- Trecho fornecido
Um conceito é um predicado quando ele acrescenta algo à nossa compreensão do objeto. Se eu digo, por exemplo, “Traga-me uma pedra branca”, o termo “branco” acrescenta algo à compreensão da pedra que desejo, porém o mesmo não ocorre quando digo “Traga-me uma pedra que existe”. Nesta frase “existe” parece um predicado de “pedra”, mas não é. Ela não diz nada sobre qual pedra eu quero que me tragas. A existência não é um predicado da pedra, pois não diz nada específico sobre essa pedra.

Em lógica diz-se que a existência é um predicado de segunda ordem, portanto, nenhum objeto pode tê-la. O argumento ontológico pressupõe que a existência é um predicado de objetos, e vai mais além: supõe que Deus tem esse predicado necessariamente, isto é, é impossível que Deus não tenha existência. Como já foi mostrado, a existência não é um predicado, portanto, é totalmente possível que Deus não a tenha. Não faz sentido dizer que algo tem existência necessária, pois a existência só pode ser confirmada pela experiência, nunca por um mero exercício de lógica.

O problema principal do argumento cosmológico de Leibniz é exatamente esse: estipular que Deus não precisa de explicação exterior a ele mesmo porque ele tem a existência como um predicado necessário. Mas a maioria dos lógicos nega que a existência seja um predicado de sujeitos, portanto, Deus não tê-la necessariamente, nem em todos os mundos possíveis. Além de, se a primeira premissa do argumento de Leibniz for verdadeira, Deus também precisaria de explicação em uma causa exterior, posto que não pode existir necessariamente.

ARGUMENTO TELEOLÓGICO:

1. O ajuste fino do universo é resultado da necessidade física, ou da sorte ou do design.

- Problemas a resolver
**a.** Transcreva literalmente a parte do trecho sobre a existência que começa em "O problema principal" e termina em "pode existir necessariamente.".
**b.** De acordo com o trecho, em lógica, que tipo de predicado se diz que a existência é?
As linhas têm origem em outra fonte.

- Linhas fornecidas
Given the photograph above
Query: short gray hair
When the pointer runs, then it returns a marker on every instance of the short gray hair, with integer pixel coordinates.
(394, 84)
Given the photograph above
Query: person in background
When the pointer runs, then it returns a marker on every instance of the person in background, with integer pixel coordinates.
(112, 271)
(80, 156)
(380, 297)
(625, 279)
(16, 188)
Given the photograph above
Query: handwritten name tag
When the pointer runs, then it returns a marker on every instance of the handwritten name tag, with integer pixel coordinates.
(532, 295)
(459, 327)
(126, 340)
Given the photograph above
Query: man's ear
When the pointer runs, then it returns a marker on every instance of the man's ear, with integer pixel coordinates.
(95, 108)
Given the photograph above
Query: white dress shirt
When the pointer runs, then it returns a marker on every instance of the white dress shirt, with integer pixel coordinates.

- Respostas por tarefa
**a.**
O problema principal do argumento cosmológico de Leibniz é exatamente esse: estipular que Deus não precisa de explicação exterior a ele mesmo porque ele tem a existência como um predicado necessário. Mas a maioria dos lógicos nega que a existência seja um predicado de sujeitos, portanto, Deus não tê-la necessariamente, nem em todos os mundos possíveis. Além de, se a primeira premissa do argumento de Leibniz for verdadeira, Deus também precisaria de explicação em uma causa exterior, posto que não pode existir necessariamente.

**b.** Um predicado de segunda ordem.